- [What you need to do]
• A. Name each distinct username that heads a post in the upland hunting thread, listing each one only once.
• B. Reproduce word for word the part of the upland hunting thread starting with "But unlike Mr." and going on through "times that amount.".

- [Provided passage]
# Upland hunting wiped out east of the Mississippi



## Fetch (Mar 1, 2002)

http://www.refugeforums.com/refuge/show ... genumber=1

And we welcome all these people to come & wipe out ours too :eyeroll:


----------



## Rangers (Dec 13, 2003)

sounds almost as easy as opening day in ND this year.


----------



## 4CurlRedleg (Aug 31, 2003)

Whack em' and Stack em'!! No worse than cuttin' the heads off of 100 chickens and letting them flop til their bled out. PETA has lost a ton of credibility in the past year, their threat is not gone, but most certainly diminished!


----------



## njsimonson (Sep 24, 2002)

But unlike Mr. Cheney and his boys, we could only take 30 birds on opener (if we had a group of the same size). His group of 10 took over 10 times that amount.

Oftentimes we beg and beg and beg for a president or vice president who actually is a hunter to help raise support for our hunting heritage, but now instead we get these pen-hunting officials who do nothing but make the heritage look like crap.

You just can't win with politics.


----------



## Rangers (Dec 13, 2003)

VP Cheney shot all his birds in one day, 30 less than some members here did over course of season. I'd like to know how many shells it took. I also wonder where all the birds, went, home to the freezer or given away to friends and family. Not many people can eat that many birds themselves.


----------



## tsodak (Sep 7, 2002)

It amazes me what some people think. Strength in that as well though....


----------



## adokken (Jan 28, 2003)

- [Dataset rows]

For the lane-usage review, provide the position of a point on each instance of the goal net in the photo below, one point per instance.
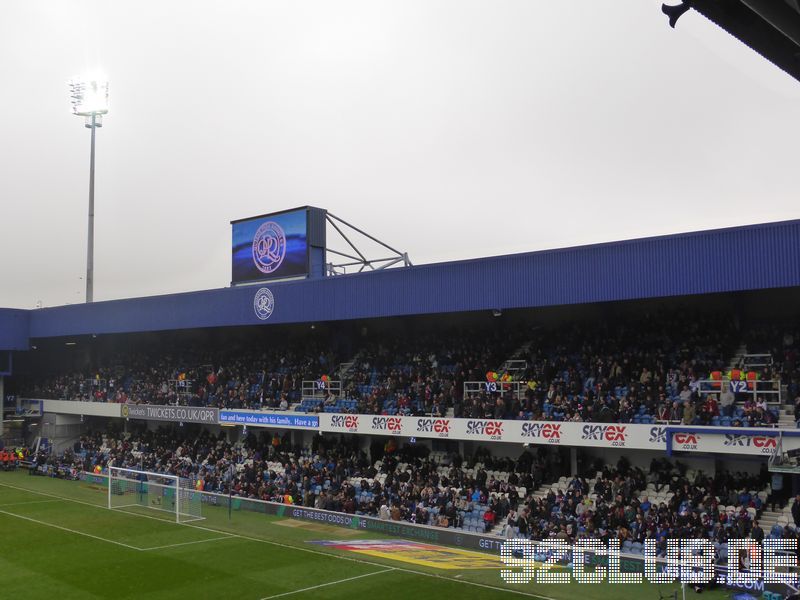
...
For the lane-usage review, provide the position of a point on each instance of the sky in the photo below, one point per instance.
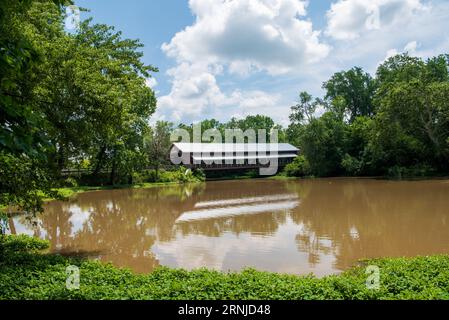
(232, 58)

- [Task results]
• A. Fetch, Rangers, 4CurlRedleg, njsimonson, tsodak, adokken

• B.
But unlike Mr. Cheney and his boys, we could only take 30 birds on opener (if we had a group of the same size). His group of 10 took over 10 times that amount.